Document excerpt

B.S., Yale University
From Naturally Occurring Tumor Immunity to Supernatural T Cells: Isolation and Characterization of a Murine T Cell Receptor Specific for Human Breast and Ovarian Tumor Antigen Cdr2
presented by Robert B. Darnell

It’s both easy and very difficult for me to tell you about Bianca Santomasso. Easy because she’s truly, in my view, one of the greatest graduate students ever to come through my laboratory. She’s developed over time in a way that is not only outstanding scientifically but is going to serve her well in the future. Bianca came to the lab after graduating with high honors from Yale University, initially as sort of an intellectual fling. She was a medical student and was taking a year off as a diversion. However, during that year she became completely absorbed with uncovering the mysteries of a rare but fascinating disorder that we study in the lab in which patients with breast or ovarian cancer develop an immune response much like you would develop after you catch the flu, but they develop this immune response to their own cancers. This turns out to be useful to the patient and in some cases can eradicate their tumors. So it’s something we’d like to understand in more detail because of course one would like to take the mystery of this antitumor immune response and confer it upon other cancer patients. Bianca developed a way to do this from scratch with a simply outstanding set of experiments. She built on prior studies in her lab to precisely identify the kind of immune cells that were committing this tumor attack. She went on to clone the genes that were inside these immune cells, encoding tumor specific T cell receptors, and demonstrated that taking these genes and putting them into the normal T cells from a normal person turned them into tumor killer cells. Her work spans a broad range of science, from extremely detailed immunology to the general possibility that her work opens, that we are considering opening a new clinical trial to test her work in cancer patients.    
The difficult part in talking about Bianca, as must be obvious, is that I hate to see her go. This is, in part, of course because of the usual selfish motive of a professor; she’s firing on all cylinders in the laboratory and one hates to lose such an engine of productivity. But also because Bianca brings charm, wit and integrity to all she does in the lab. She also excels outside the laboratory: She’s a highly accomplished dancer and during her time in the lab danced her way into the arms of her husband Adam and from there they danced together, I guess, because they produced a little baby. So in sum, Bianca’s success comes with the genuine sweat that’s necessary to understand what a real career in clinical science is all about, and it’s that sweat that I think will underlie Bianca’s success as a star physician-scientist.

Dataset extract
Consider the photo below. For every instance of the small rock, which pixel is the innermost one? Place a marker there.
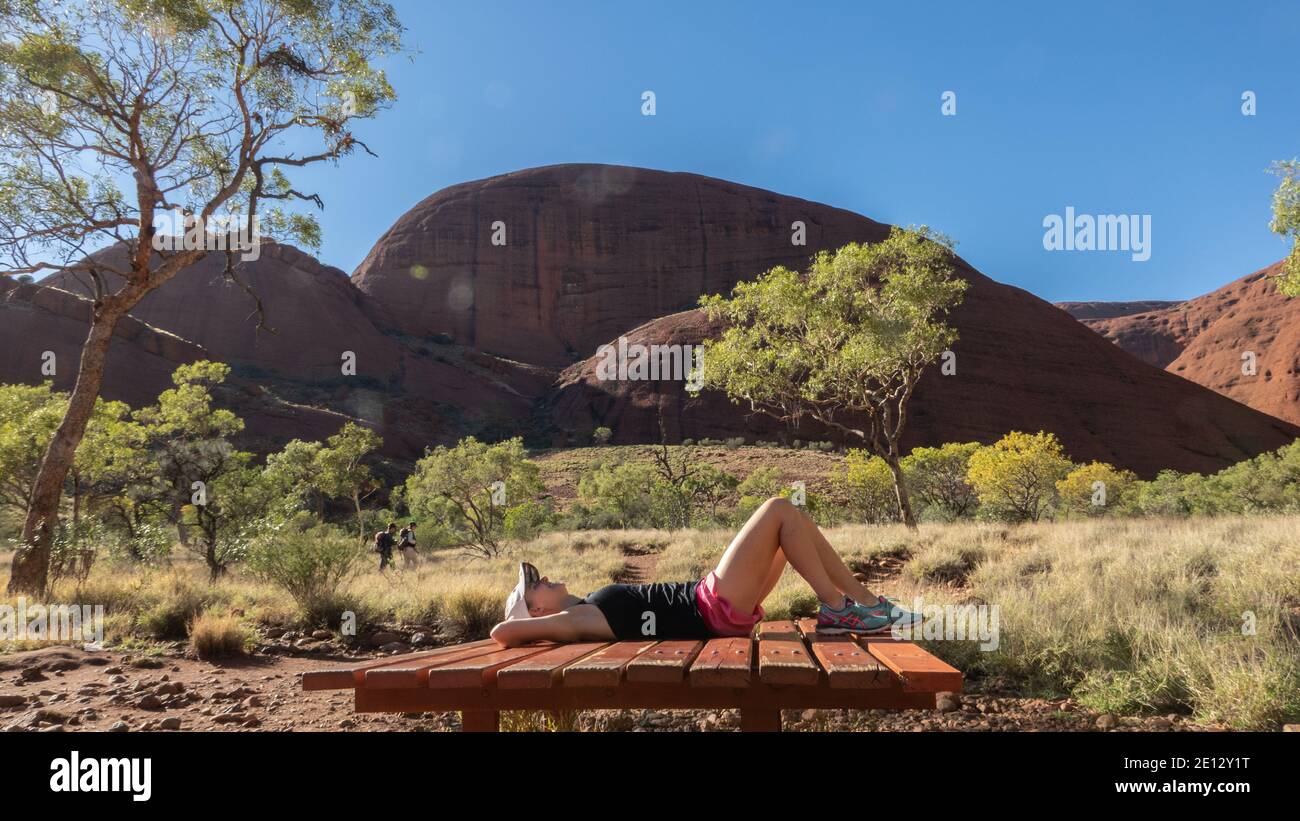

Problem set
1: In the introduction of Bianca Santomasso, what is she described as highly accomplished at outside the laboratory?
2: Copy word for word the stretch of the introduction of Bianca Santomasso from "The difficult part" through "a star physician-scientist.".
The data isn't needed for this work.

Solutions for each task
1: She is a highly accomplished dancer.

2:
The difficult part in talking about Bianca, as must be obvious, is that I hate to see her go. This is, in part, of course because of the usual selfish motive of a professor; she’s firing on all cylinders in the laboratory and one hates to lose such an engine of productivity. But also because Bianca brings charm, wit and integrity to all she does in the lab. She also excels outside the laboratory: She’s a highly accomplished dancer and during her time in the lab danced her way into the arms of her husband Adam and from there they danced together, I guess, because they produced a little baby. So in sum, Bianca’s success comes with the genuine sweat that’s necessary to understand what a real career in clinical science is all about, and it’s that sweat that I think will underlie Bianca’s success as a star physician-scientist.